- **What you have to do**
Without omitting anything, retype the data that follows.

— Begin —

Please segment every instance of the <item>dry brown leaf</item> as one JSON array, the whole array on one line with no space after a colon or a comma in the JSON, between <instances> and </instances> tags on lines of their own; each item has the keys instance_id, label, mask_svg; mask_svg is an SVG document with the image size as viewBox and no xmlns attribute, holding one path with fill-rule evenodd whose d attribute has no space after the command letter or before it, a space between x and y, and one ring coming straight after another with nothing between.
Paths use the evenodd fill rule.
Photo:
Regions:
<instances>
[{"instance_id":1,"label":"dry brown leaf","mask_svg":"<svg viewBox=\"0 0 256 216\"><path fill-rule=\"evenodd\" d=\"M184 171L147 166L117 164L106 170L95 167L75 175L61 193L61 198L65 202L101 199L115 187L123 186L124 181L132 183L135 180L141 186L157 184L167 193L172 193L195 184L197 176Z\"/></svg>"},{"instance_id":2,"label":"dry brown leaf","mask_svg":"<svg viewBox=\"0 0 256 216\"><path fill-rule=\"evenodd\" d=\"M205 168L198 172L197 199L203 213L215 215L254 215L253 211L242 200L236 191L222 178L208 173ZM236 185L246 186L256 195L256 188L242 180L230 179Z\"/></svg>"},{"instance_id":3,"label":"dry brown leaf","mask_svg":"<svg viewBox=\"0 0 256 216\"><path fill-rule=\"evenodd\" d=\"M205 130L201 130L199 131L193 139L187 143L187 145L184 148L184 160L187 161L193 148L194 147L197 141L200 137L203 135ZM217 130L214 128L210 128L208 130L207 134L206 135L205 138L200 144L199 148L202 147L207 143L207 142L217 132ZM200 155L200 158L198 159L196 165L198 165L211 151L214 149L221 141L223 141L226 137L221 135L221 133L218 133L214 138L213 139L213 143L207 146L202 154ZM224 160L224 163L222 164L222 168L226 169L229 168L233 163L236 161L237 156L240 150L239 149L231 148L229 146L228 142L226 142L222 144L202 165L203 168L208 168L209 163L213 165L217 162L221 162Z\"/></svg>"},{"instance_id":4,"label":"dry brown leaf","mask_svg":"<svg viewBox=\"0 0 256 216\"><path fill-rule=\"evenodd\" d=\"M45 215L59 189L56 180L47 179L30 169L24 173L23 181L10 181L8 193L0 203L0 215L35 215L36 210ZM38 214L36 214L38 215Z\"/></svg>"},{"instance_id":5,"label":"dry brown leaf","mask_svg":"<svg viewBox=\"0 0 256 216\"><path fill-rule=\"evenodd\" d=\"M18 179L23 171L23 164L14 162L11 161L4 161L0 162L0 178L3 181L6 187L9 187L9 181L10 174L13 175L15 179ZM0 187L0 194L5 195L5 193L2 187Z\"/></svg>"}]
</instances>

— End —

- **Full answer**
Please segment every instance of the <item>dry brown leaf</item> as one JSON array, the whole array on one line with no space after a colon or a comma in the JSON, between <instances> and </instances> tags on lines of their own; each item has the keys instance_id, label, mask_svg; mask_svg is an SVG document with the image size as viewBox and no xmlns attribute, holding one path with fill-rule evenodd whose d attribute has no space after the command letter or before it, a space between x and y, and one ring coming straight after another with nothing between.
Paths use the evenodd fill rule.
Photo:
Regions:
<instances>
[{"instance_id":1,"label":"dry brown leaf","mask_svg":"<svg viewBox=\"0 0 256 216\"><path fill-rule=\"evenodd\" d=\"M184 171L147 166L117 164L106 170L95 167L75 175L61 193L61 198L65 202L101 199L115 187L123 186L124 181L132 183L135 180L141 186L157 184L167 193L172 193L195 184L197 176Z\"/></svg>"},{"instance_id":2,"label":"dry brown leaf","mask_svg":"<svg viewBox=\"0 0 256 216\"><path fill-rule=\"evenodd\" d=\"M205 168L198 172L197 199L203 213L215 215L254 215L253 211L242 200L236 191L222 178L208 173ZM236 185L246 186L256 195L256 188L242 180L230 179Z\"/></svg>"},{"instance_id":3,"label":"dry brown leaf","mask_svg":"<svg viewBox=\"0 0 256 216\"><path fill-rule=\"evenodd\" d=\"M205 130L201 130L199 131L193 139L187 143L187 145L184 148L184 160L187 161L193 148L194 147L197 141L200 137L203 135ZM217 130L214 128L210 128L208 130L207 134L206 135L205 138L200 144L199 148L202 147L207 143L207 142L217 132ZM200 155L200 158L198 159L196 165L198 165L211 151L214 149L221 141L223 141L226 137L221 135L221 133L218 133L214 138L213 139L213 143L207 146L202 154ZM224 160L224 163L222 164L222 168L226 169L229 168L233 163L236 161L237 156L240 150L239 149L231 148L229 146L228 142L226 142L222 144L202 165L203 168L208 168L209 163L213 165L217 162L221 162Z\"/></svg>"},{"instance_id":4,"label":"dry brown leaf","mask_svg":"<svg viewBox=\"0 0 256 216\"><path fill-rule=\"evenodd\" d=\"M45 215L59 189L56 180L47 179L30 169L24 173L23 181L10 181L8 193L0 203L0 215L35 215L36 210ZM38 214L36 214L38 215Z\"/></svg>"},{"instance_id":5,"label":"dry brown leaf","mask_svg":"<svg viewBox=\"0 0 256 216\"><path fill-rule=\"evenodd\" d=\"M18 179L23 171L23 164L14 162L11 161L4 161L0 162L0 178L3 181L6 187L9 187L9 181L10 174L13 175L15 179ZM0 187L0 194L5 195L5 193L2 187Z\"/></svg>"}]
</instances>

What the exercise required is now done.